» The task
Rewrite the material between the lines holding "of the brick" and "Target: chimney", inclusive, keeping every request, and add 65 to each coordinate value in the answers.

Stored records:

=======

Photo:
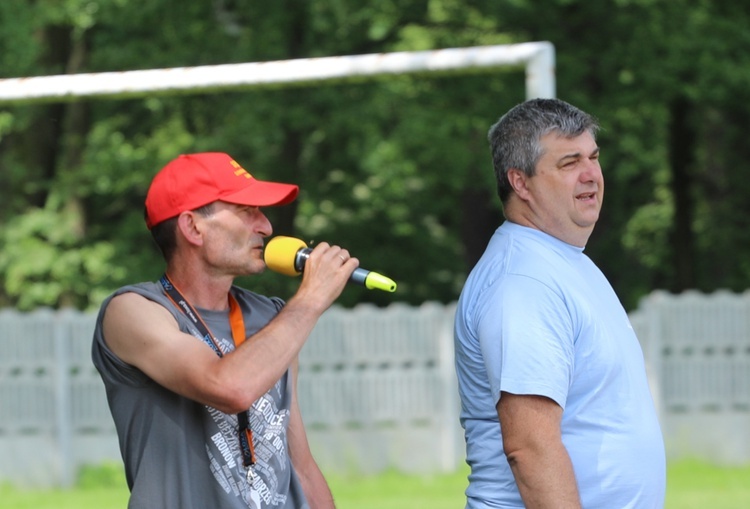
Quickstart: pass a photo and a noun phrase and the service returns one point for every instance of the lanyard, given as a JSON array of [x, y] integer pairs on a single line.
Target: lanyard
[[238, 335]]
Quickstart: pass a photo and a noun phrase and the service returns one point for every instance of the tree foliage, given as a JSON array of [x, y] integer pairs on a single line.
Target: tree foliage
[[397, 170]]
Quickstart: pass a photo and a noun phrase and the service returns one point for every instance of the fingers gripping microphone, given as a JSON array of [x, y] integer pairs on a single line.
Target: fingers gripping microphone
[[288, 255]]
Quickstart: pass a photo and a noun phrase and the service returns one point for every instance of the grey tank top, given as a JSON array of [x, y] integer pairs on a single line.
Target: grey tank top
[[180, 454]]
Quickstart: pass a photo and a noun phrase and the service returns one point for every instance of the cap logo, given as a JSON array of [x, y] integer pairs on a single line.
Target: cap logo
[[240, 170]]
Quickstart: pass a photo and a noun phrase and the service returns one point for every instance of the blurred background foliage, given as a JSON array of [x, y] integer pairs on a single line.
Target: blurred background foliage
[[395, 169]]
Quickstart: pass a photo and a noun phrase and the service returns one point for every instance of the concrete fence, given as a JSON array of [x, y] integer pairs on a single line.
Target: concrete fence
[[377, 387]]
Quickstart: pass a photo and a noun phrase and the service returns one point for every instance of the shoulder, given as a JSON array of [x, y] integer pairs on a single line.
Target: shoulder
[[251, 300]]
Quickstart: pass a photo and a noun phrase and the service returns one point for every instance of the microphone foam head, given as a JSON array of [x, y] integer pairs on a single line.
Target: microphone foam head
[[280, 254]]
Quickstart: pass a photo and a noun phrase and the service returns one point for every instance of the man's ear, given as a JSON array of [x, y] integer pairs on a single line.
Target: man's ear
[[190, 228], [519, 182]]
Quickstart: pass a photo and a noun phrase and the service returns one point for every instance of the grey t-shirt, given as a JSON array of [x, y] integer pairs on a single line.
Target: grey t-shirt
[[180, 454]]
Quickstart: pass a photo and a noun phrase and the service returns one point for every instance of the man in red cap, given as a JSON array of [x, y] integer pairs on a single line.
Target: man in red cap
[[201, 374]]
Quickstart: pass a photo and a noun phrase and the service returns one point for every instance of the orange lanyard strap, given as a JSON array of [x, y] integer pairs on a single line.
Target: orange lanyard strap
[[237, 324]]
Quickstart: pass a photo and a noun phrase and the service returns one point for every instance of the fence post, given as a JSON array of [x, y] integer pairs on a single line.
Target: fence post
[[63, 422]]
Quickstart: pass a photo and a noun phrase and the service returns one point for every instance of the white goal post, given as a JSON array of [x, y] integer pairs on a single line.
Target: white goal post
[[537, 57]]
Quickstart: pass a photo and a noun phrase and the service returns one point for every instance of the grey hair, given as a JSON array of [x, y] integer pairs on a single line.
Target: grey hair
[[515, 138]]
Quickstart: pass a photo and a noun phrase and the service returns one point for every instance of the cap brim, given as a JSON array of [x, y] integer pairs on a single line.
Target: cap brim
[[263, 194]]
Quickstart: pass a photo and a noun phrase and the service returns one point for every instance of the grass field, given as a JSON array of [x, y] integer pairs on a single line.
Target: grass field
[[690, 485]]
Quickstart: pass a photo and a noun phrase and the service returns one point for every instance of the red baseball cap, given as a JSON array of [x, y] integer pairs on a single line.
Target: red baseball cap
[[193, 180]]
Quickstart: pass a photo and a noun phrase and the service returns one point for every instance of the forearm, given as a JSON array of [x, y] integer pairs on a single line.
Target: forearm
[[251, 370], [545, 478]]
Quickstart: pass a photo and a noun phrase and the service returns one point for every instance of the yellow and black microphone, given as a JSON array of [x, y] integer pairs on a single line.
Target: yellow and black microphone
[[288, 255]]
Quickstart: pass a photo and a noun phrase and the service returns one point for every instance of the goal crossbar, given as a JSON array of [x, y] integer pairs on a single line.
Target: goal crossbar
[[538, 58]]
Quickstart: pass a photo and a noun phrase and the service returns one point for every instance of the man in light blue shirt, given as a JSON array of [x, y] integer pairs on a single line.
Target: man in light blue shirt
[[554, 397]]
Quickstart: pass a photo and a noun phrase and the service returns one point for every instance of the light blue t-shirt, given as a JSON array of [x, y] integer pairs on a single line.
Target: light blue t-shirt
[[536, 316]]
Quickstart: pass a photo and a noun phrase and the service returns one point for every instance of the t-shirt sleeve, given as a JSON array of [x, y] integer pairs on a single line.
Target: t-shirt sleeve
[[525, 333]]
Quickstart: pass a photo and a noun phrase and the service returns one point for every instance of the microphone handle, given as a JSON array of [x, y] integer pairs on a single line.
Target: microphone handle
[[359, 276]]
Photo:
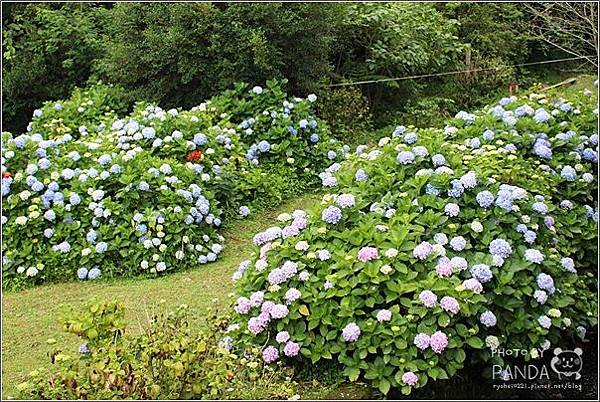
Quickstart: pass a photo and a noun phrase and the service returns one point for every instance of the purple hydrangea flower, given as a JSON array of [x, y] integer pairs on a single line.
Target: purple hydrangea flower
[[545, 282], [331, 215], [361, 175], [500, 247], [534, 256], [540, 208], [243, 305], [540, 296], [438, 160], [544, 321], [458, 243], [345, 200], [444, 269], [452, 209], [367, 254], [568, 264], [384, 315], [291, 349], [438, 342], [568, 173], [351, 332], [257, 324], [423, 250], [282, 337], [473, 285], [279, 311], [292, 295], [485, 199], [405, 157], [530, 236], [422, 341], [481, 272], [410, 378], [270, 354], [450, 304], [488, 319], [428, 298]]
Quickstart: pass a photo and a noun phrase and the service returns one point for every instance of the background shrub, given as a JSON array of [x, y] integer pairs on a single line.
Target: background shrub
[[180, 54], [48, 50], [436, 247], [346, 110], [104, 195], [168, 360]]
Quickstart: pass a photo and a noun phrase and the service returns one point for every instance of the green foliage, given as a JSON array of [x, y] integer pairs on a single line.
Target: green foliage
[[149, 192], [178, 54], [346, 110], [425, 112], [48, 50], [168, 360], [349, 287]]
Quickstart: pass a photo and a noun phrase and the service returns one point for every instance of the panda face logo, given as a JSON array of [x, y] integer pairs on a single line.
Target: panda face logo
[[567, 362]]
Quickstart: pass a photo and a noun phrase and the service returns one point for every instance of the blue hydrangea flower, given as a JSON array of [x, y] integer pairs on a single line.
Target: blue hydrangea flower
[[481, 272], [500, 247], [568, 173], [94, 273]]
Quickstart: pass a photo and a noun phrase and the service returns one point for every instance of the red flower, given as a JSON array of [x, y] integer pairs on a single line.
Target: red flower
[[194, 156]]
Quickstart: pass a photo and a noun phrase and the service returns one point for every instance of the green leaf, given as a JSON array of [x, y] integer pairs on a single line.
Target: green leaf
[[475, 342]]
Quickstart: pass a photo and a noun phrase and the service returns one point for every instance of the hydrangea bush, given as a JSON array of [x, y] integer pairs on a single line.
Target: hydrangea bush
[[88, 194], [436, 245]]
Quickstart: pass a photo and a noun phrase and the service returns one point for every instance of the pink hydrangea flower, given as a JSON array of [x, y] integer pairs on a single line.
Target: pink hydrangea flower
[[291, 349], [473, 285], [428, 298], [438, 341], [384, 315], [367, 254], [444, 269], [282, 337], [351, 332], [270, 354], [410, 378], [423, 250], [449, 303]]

=======

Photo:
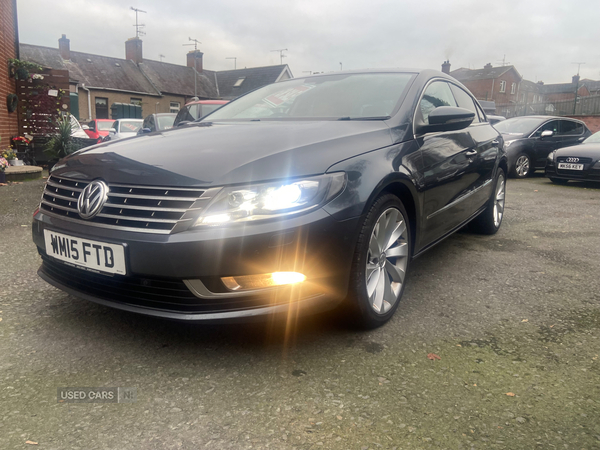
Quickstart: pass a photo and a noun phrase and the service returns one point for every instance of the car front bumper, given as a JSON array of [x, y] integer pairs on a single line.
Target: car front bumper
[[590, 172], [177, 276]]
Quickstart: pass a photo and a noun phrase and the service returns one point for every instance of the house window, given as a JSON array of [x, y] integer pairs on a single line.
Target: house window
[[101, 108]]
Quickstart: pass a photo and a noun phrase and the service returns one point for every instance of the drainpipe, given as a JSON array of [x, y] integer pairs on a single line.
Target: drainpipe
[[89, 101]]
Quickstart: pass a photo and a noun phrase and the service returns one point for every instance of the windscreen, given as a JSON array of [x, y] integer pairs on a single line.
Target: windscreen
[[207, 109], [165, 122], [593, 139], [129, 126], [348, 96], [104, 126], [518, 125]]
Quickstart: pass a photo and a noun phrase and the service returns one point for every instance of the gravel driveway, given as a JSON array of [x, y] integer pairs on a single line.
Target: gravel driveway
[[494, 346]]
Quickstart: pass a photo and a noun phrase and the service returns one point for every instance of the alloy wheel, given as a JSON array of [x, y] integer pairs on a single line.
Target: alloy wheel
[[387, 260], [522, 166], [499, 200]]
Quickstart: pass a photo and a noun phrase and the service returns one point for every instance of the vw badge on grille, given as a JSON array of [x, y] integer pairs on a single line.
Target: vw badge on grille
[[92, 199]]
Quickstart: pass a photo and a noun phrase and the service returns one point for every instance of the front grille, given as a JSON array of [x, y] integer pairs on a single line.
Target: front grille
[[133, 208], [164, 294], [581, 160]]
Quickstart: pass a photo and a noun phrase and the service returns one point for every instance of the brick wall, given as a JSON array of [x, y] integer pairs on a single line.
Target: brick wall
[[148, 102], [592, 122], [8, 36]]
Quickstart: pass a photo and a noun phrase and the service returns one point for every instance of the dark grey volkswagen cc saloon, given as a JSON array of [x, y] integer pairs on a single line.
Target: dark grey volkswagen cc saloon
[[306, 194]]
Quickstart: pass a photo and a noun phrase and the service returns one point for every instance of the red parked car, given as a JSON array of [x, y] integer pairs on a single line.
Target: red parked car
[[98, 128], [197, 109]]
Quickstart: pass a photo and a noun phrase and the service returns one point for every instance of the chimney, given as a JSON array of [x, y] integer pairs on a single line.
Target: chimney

=======

» The solution
Quickstart: pass a photo and a noun phrase and the service returns one point for every instance of the brick wall, given as a JSON array of [x, y] integer pairs on a single line.
Target: brick wall
[[213, 167], [657, 187], [73, 101]]
Quickstart: pass a photo and a noun phrase and the service returns one point for every instance of the dark grey volkswagen cc saloon, given as a JSON array of [x, y] integer pairs on a single line.
Target: dark grey volkswagen cc saloon
[[371, 259]]
Quickstart: pass a photo and a noun phrase and the service returns one point for every instance of the red parked car, given as a JSON array of [x, y] integer pairs on a single line.
Target: red parked car
[[163, 193], [262, 174]]
Quickstart: pass a photo and a noun phrase and the service returns one point for every instance of the chimney, given as a JSON array of [x, y] integer pairs on a single line.
Target: chimney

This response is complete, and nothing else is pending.